*** EXTRACT ***

Wednesday, May 01, 2013

arab hospitality


When I get into my "toss out the paper" moods (paper-light), I always find a few things that make me wonder: Why did I keep this?

This menu is a perfect example.  It was the breakfast and lunch menu from my Emirates flight from Dubai to Los Angeles last year.

The cover is classy and culturally evocative.  And I recall that the meals were very good. I think I had the mutton kadhai for lunch.  Something you are not likely to find on a routine United flight.

But why had I kept the menu?  It was a very pleasant flight, but not really worthy of scrap book material.

Then I remembered why I held onto this little piece of nostalgia.  It had little to do with the menu.

While I was transferring flights in Los Angeles, I sat at a snack bar with a stranger.  He wanted to know where I was heading.  So, I told him I had already been flying for most of the day on Emirates.


I had inadvertently lit a fuse.  It turns out he was an employee of Air Canada.  To him, Emirates was about as evil as an airline could be because it was competing unfairly with Air Canada by offering "unreasonably" low fares.  If Emirates was not stopped, it would drive all other airlines out of business.

I recall similar dire warnings in the 1980s about Japanese businesses destroying all other businesses.  An early episode of The Simpsons summed it up in the words of a nineteenth century union organizer.

"
You can't treat the working man this way!  One of these days we'll form a union, and get the fair and equitable treatment we deserve!  Then we'll go too far, and become corrupt and shiftless, and the Japanese will eat us alive!"   

But I knew nothing of this maple leaf-keffiyeh fare war.  So, I fell back on what I did know.  "The service was superb."

*** End of EXTRACT ***

_WHAT THIS EXERCISE ASKS_:
- 1) Answer these questions about the blog post on the Emirates menu, one line each.
(a) Between which two cities was the Emirates flight that the menu came from?
(b) Where was the narrator sitting when the conversation with the stranger took place?
(c) Which airline employed the stranger?
- 2) Continue the blog post on the Emirates menu, picking up after its final sentence.

*** DATA SHOWN ***

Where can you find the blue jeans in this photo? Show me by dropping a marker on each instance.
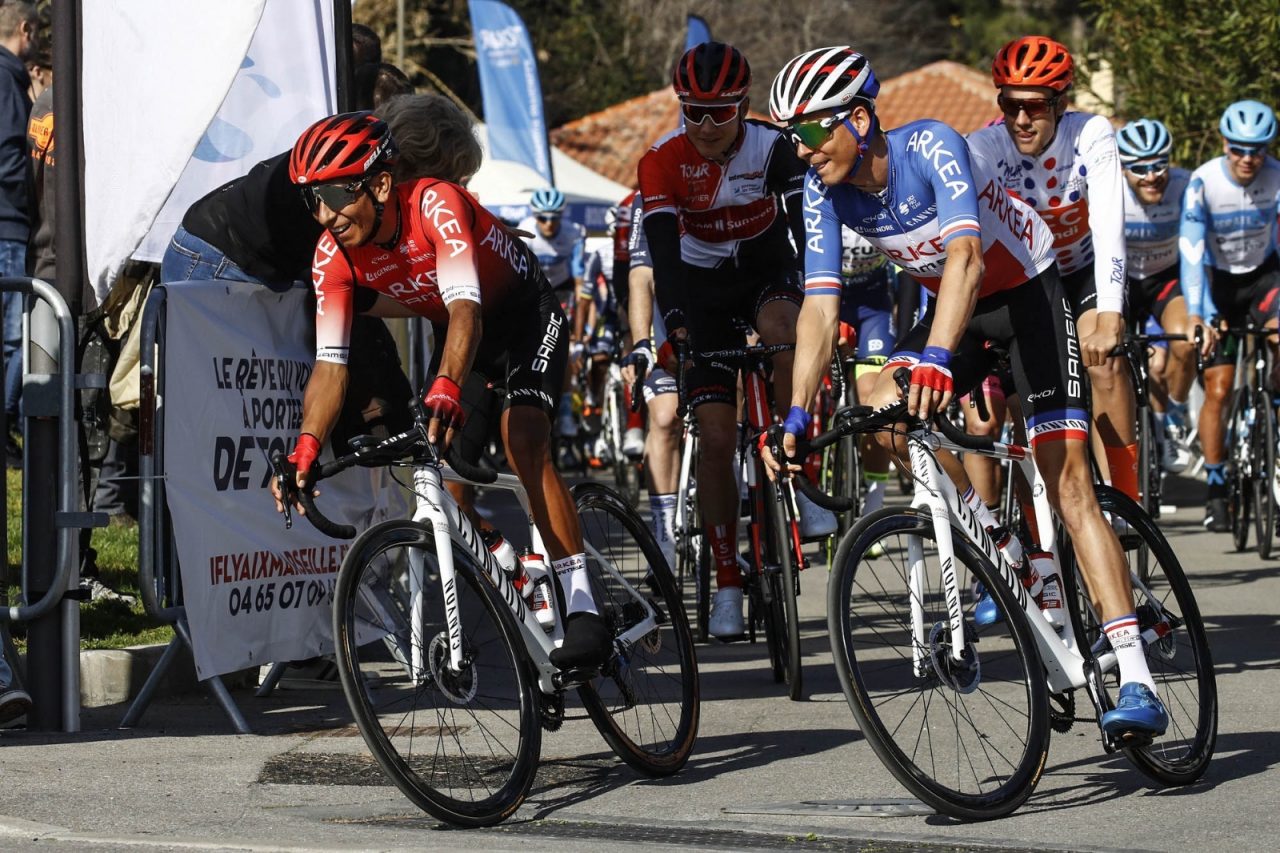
(13, 263)
(191, 259)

*** End of DATA SHOWN ***

_TASK-BY-TASK OUTPUTS_:
- 1)
(a) Dubai and Los Angeles.
(b) At a snack bar in Los Angeles, while transferring flights.
(c) Air Canada.

- 2)
His response?  "They are non-union, you know.  I will only fly with companies that are unionized."

I politely excused myself because there was no profit in further conversation.

I am quite fond of unions.  My Daddy was a union man -- a Teamster.  And, as I told you last December (are you now -- or have you ever been --), I was a card-carrying member of the United Brotherhood of Carpenters and Joiners of America when I worked at the lumber mill.

So, you will hear no stereotypes from me about unionized workers -- even public employee unions like the Air Canada flight attendants.  But, I have noticed that when jobs are supposedly secure by contract, customer service tends to suffer. 

And there is a good reason why the service in an Air Canada cabin is not as -- let's call it "memorable" -- as the service on my Emirates flight. 
I am not saying that the difference is unionization.  But that appears to be what the stranger in Los Angeles was inadvertently advocating.

But there is enough difference in service that I would choose Emirates over Air Canada -- despite the difference in air fares.  Paying less for better service is merely the frosting on the lemon and white chocolate gâteau.

I have a list of high service airlines.  Whether they are unionized or not, I don't know.  More importantly, I don't care.  After all, I am buying a product, not an ideology.  And service is what I look for first.